═══ Dataset records
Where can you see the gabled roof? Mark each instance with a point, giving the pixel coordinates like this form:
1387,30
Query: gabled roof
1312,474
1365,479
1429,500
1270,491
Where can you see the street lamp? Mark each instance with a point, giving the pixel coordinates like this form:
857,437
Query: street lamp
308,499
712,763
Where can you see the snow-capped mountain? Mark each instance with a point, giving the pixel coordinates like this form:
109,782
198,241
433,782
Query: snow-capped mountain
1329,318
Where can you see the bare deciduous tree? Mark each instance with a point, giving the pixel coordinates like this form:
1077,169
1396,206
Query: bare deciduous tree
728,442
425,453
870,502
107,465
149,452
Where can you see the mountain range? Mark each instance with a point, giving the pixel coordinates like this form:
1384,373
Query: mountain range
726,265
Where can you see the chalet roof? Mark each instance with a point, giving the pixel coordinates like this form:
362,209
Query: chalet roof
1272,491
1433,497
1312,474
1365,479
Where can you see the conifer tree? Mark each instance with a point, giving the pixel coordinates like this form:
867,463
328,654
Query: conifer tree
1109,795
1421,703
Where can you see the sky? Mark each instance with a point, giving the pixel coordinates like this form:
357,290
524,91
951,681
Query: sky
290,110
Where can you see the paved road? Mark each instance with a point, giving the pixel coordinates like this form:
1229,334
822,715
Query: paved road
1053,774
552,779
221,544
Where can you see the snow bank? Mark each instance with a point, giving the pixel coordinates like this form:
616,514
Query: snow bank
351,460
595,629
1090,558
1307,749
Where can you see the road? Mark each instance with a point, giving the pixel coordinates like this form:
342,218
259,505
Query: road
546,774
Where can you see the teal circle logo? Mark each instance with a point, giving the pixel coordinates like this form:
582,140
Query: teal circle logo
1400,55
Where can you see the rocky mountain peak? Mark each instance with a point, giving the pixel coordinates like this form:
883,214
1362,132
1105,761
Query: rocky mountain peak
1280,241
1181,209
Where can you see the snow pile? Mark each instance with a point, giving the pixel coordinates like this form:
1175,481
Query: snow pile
══════
═══ Dataset records
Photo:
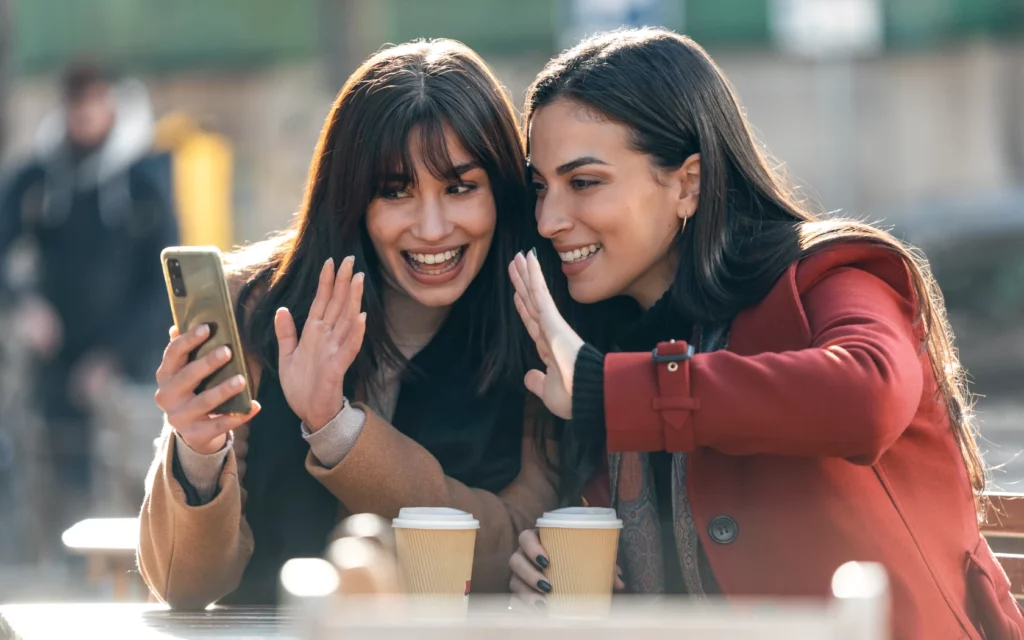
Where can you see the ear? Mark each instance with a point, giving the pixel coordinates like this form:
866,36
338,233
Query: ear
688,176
══════
═══ Dataset records
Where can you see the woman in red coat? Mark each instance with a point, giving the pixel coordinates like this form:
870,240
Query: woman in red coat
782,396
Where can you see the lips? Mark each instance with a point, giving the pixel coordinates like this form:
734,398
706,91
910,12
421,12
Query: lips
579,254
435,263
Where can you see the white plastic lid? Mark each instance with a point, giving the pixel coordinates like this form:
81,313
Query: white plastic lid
══════
▶ [Exercise]
Filter the entries above and copy only the lines that hold "plastic".

▶ [Solution]
Where can you see the white plastic lid? Mark each instance with a point, giving the pixel coordinates like this form:
Query: white plastic lid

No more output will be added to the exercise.